▶ Exercise directions:
From the homicide post below, extract everything from "July 1, 2017" down to "which homicide decreased.", copied word for word.

Asher brings the data up to mid-year 2017. Overall, nationwide, on average, it's not good. There's an estimated 27 percent homicide increase since 2014. And no, it's not just isolated to a few cities. My previous post gives data for cities 2014-2016.

July 1, 2017

Two-year increase in homicide

Over the past two years, homicide increased 31 percent in America's 52 largest cities.



The cities range from little Richmond (220,000 people) to big NYC (8.5 million), from comparatively safe San Diego (homicide rate 3.5 per 100,000) to dangerous St. Louis and Baltimore (rates of 50+).

Collectively 50.5 million people live in these 52 cities, or roughly one-sixth of America's population. Homicides increased 31 percent over two years (4,946 to 6,496, which is about 36 percent of all US homicides). 45.3 million people live in cities in which homicide rose; 5.3 million live in cities in which homicide decreased.

For graphic representation in the chart above, I removed cities with fewer than 40 or more murders in 2016 because a low n leads to overly dramatic year-to-year changes. This affected El Paso, Seattle, Portland, Raleigh, Omaha, Tucson, Wichita, Long Beach, Minneapolis, and Fresno. (I also dropped Bakerfield its 153-percent increase is either a crazy outlier or my numbers are wrong.) Of the 43 remaining cities, 39 saw homicides go up.

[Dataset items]
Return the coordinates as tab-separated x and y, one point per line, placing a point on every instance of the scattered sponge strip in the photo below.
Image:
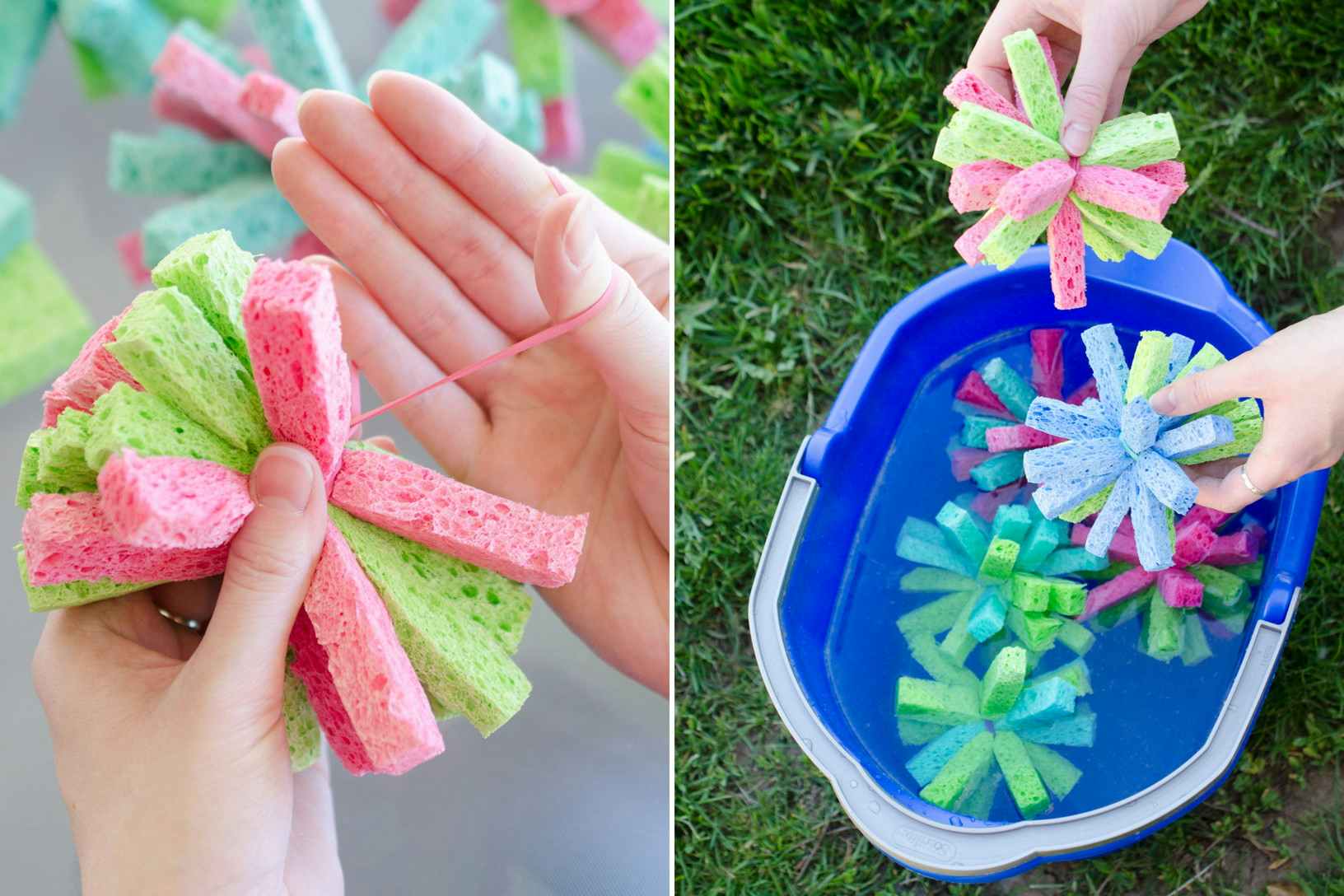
303	372
372	676
168	346
189	72
93	372
299	42
23	30
44	325
272	100
310	666
176	161
456	623
172	502
508	538
68	539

▶ Task response:
July 1, 2017

Two-year increase in homicide

Over the past two years, homicide increased 31 percent in America's 52 largest cities.



The cities range from little Richmond (220,000 people) to big NYC (8.5 million), from comparatively safe San Diego (homicide rate 3.5 per 100,000) to dangerous St. Louis and Baltimore (rates of 50+).

Collectively 50.5 million people live in these 52 cities, or roughly one-sixth of America's population. Homicides increased 31 percent over two years (4,946 to 6,496, which is about 36 percent of all US homicides). 45.3 million people live in cities in which homicide rose; 5.3 million live in cities in which homicide decreased.